Corría la tarde del 6 de julio de 2001 y se presentaba
calurosa la jornada. Madrid era una parrilla de sarmientos y la poca gente que
quedaba se guardaba en sus casas para poder refrigerarse los gaznates, porque para ser sinceros, mucho más no ofrecía el condado del por aquel entonces sheriff Alvarez del
Manzano. En cualquier caso, mi historia personal seguía un poco la estela
ignominiosa de los residentes de Madrid en aquel momento. Se habían acabado los
exámenes de la facultad y mi verano pintaba más aburrido y seco que la casa de
Campo a las tres de la tarde. Mi madre se había cruzado el charco
exclusivamente para vernos a mi hermano y a servidor. Y mi novia, con la cual salía entonces, estaba
con sus padres y solicitaba que la fuera ver a su Asturias. Yo mientras tanto
trabajaba en una gasolinera para costearme mis estudios y mis fiestas. Un planazo.
Recuerdo como aquel 6 de julio (¿o era 7 ya?) quedamos con mi gran colega M, compañero de facultad, de existencia y estandarte en cualquier acontecimiento cultural o de barra que se preciara de tal luego de que hubiera yo acabado mi turno de tarde en el establecimiento expendedor de derivados del petróleo. Al binomio se añadió Fernandito, un chaval muy majo que trabajaba en un puticlub de la Castellana como barman. No sé si la cosa empezó en casa de alguno o en la calle mismamente (en el 2001 la gente quedaba y bebía en la calle incluso, flipad) pero lo importante es como terminó: en el antro de Malasaña por excelencia, por lo menos para nosotros, chavales llenos de vida y hormonas rebosantes. El NO FUN era una especie de Cantina de Star Wars meets Barfly solo que en vez de adornar la escena John Williams, lo hacía un tropel de fuzzes garageros y personajes del barrio que rondaban la treintena. Barra pequeña, servicios que no servían, calor que ni en Atacama y abarrotamiento ganadero. En fin, que el escenario era ideal para un conjuro, la proposición indecente última, la formación de la Compañía del anillo.

· · · ·

• TAREA PENDIENTE:
Según el texto, ¿cómo se llamaba el antro de Malasaña en el que terminó aquella noche?

Entradas de un conjunto de datos
· · · ·

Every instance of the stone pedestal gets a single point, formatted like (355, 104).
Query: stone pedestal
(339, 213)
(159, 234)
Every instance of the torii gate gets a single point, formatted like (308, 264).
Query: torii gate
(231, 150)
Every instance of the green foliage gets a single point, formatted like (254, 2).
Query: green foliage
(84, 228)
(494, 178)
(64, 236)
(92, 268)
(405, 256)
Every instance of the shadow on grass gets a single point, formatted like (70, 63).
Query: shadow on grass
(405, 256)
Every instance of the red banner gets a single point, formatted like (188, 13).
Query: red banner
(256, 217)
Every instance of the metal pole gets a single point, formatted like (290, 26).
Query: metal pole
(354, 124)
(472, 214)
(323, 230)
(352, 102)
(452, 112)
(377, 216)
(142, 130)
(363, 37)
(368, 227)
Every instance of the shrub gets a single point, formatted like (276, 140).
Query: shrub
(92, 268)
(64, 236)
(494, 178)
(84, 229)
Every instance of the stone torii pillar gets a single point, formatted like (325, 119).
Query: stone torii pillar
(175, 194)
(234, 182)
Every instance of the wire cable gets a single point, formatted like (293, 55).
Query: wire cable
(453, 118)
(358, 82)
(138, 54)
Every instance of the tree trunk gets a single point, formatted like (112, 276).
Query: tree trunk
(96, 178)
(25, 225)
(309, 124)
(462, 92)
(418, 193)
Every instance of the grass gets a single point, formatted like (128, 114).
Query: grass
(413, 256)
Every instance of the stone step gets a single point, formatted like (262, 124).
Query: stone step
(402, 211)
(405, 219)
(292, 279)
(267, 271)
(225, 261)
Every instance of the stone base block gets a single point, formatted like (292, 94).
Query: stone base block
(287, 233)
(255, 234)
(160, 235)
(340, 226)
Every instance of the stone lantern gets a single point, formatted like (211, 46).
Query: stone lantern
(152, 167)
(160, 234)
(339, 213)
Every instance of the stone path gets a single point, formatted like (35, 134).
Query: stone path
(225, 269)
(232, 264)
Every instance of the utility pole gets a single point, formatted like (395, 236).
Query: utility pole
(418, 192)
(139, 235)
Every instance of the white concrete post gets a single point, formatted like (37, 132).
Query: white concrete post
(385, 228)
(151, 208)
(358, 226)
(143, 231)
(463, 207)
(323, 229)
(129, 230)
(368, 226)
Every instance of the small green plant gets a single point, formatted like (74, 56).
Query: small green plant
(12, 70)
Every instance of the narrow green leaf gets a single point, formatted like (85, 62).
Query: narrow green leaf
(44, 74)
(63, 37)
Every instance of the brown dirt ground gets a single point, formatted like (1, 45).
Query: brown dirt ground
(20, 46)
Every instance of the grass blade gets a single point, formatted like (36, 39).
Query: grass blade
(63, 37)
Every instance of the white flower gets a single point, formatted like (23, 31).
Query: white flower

· · · ·

• RESULTADO DEL EJERCICIO:
Se llamaba NO FUN.